» Data records
============================================================
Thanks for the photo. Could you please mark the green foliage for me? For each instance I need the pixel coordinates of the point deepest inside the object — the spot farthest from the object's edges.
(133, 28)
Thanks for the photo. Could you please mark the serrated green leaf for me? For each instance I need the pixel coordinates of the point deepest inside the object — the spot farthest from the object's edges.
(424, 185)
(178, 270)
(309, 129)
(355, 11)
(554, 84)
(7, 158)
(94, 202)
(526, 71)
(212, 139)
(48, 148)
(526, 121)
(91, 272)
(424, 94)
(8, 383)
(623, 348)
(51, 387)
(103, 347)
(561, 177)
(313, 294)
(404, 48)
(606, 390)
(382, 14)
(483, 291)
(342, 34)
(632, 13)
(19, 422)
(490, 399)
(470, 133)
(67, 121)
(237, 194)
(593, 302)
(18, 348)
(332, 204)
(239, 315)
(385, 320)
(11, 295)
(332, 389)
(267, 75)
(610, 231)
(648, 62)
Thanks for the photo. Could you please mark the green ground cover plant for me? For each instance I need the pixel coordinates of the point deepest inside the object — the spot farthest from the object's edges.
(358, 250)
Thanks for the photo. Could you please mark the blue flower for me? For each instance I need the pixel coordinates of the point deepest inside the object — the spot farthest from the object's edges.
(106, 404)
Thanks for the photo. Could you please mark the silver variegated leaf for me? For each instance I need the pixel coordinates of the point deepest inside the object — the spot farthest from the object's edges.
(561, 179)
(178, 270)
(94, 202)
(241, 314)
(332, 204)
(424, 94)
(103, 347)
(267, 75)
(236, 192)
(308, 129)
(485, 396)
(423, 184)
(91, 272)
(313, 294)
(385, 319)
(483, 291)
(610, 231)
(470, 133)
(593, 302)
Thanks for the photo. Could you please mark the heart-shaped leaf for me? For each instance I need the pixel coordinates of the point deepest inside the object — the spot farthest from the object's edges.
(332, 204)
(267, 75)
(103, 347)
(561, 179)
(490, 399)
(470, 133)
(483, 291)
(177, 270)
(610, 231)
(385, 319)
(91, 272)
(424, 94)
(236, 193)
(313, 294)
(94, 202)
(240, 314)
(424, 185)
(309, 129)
============================================================
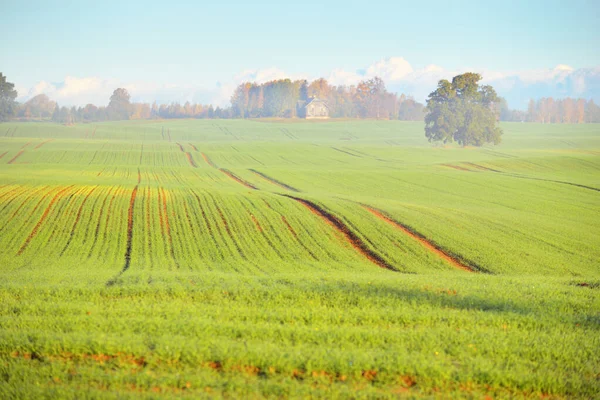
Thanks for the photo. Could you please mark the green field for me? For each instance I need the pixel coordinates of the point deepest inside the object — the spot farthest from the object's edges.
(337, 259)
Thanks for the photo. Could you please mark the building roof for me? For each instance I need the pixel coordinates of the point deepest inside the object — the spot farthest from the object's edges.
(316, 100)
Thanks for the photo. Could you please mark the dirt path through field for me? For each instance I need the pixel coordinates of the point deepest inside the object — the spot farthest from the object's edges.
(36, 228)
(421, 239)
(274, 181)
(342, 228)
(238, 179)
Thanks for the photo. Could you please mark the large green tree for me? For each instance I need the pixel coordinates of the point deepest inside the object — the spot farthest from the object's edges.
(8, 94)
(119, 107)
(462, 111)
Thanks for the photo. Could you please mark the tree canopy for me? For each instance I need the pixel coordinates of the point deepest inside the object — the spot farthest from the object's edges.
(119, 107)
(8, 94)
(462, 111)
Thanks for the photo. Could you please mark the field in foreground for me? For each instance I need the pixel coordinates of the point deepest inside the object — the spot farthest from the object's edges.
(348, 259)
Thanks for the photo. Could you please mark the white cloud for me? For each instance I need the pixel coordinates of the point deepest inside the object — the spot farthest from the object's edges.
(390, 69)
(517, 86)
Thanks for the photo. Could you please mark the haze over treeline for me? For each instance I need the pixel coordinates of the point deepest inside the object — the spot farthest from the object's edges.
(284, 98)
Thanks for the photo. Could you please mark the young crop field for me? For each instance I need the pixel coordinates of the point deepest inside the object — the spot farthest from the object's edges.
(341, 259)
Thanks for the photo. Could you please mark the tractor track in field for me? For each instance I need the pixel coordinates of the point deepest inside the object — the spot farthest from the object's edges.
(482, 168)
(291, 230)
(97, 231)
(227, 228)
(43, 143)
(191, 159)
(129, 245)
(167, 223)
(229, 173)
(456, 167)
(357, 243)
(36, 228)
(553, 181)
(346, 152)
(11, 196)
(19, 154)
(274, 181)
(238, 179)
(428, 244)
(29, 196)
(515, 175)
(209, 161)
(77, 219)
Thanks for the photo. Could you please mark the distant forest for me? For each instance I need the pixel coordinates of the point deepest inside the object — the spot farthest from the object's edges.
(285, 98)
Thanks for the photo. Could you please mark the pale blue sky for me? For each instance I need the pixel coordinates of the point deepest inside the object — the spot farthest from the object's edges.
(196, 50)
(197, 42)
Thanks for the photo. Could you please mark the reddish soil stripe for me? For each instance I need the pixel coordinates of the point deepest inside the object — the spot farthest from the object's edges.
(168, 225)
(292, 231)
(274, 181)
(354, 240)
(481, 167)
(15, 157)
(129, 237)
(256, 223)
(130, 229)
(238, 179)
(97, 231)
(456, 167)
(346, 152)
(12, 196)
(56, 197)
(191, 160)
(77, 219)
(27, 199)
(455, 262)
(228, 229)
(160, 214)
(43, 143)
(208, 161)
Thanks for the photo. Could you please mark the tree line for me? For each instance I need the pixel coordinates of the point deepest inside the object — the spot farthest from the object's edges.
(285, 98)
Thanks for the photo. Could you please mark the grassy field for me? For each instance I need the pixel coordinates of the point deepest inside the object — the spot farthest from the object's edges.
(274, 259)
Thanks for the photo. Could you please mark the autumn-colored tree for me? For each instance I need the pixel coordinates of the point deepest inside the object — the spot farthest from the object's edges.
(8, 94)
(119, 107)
============================================================
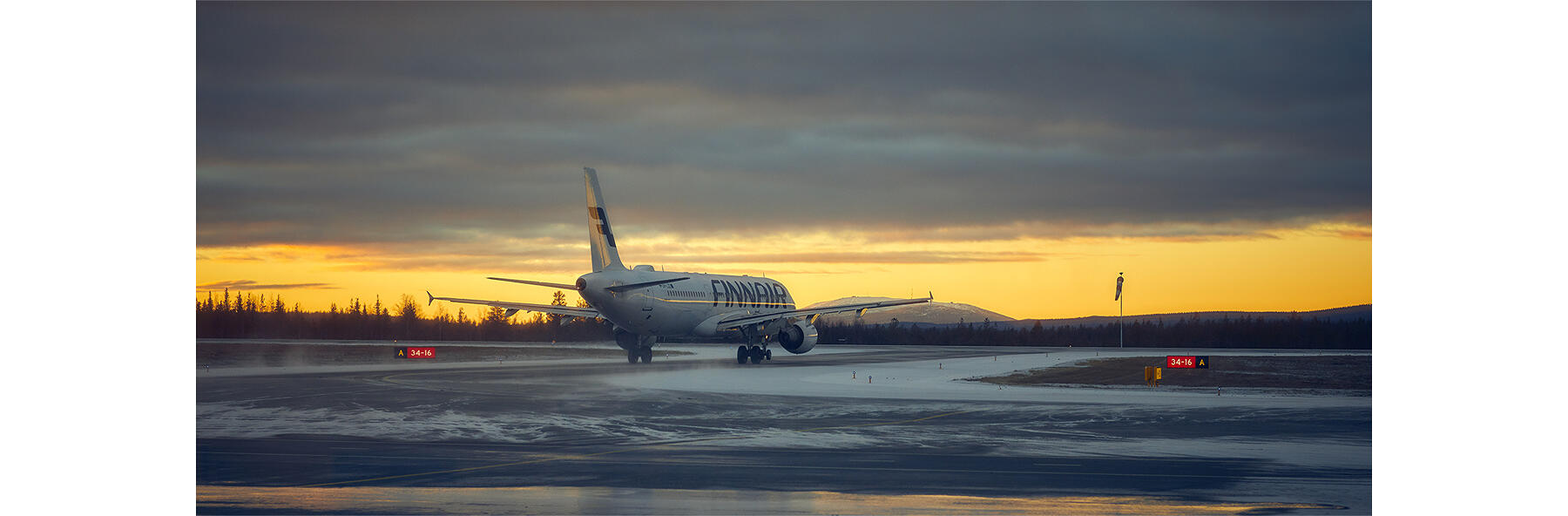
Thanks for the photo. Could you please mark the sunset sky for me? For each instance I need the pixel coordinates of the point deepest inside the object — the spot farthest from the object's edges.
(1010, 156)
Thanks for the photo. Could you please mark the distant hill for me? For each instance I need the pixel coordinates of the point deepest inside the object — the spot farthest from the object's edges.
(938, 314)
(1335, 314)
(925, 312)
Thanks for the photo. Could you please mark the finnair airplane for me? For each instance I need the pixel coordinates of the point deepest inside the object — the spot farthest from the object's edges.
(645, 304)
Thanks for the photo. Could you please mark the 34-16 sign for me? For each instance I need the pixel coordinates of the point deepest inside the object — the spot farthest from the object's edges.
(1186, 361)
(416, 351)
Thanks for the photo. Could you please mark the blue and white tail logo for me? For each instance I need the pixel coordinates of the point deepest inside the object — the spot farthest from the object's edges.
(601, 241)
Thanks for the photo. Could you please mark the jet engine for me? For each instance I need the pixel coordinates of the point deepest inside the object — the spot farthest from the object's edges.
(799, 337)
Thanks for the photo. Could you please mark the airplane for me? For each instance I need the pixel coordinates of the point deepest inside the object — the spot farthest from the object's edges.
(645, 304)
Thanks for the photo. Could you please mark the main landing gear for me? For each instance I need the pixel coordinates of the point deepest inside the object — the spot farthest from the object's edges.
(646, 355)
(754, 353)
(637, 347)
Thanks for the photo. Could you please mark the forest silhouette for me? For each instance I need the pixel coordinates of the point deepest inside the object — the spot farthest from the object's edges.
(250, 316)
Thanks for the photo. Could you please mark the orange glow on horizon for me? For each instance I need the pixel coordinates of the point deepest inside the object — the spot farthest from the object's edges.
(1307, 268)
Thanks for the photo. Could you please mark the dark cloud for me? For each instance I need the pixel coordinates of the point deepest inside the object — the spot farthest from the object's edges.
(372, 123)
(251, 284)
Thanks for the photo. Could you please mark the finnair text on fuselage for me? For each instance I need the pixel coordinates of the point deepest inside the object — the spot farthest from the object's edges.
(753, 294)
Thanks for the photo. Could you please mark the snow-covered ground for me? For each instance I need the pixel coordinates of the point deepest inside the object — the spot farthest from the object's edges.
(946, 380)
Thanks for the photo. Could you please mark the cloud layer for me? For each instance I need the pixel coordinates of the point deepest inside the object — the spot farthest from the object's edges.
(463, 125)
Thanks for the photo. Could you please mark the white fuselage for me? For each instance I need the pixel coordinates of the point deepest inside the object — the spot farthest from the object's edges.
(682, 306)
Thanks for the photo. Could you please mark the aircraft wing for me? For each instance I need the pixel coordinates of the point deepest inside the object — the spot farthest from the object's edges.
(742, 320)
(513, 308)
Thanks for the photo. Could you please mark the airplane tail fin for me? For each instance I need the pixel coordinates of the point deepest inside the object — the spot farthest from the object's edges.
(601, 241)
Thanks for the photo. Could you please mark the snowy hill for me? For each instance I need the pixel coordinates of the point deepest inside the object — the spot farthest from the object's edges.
============================================================
» The request
Change "sunset sky" to "evening sky" in the rows that begin at the one containing "Thanks for the photo. Could you please mark the sunset" and end with the one containing "(1010, 156)". Write out only those rows again, leaving everything else in them as it is.

» Exercise answer
Thanks for the photo. Could you please mark the evening sky for me? For each instance I need the pixel coordinates of the point deepest inside the object — the spot farthest from the object's edges.
(1010, 156)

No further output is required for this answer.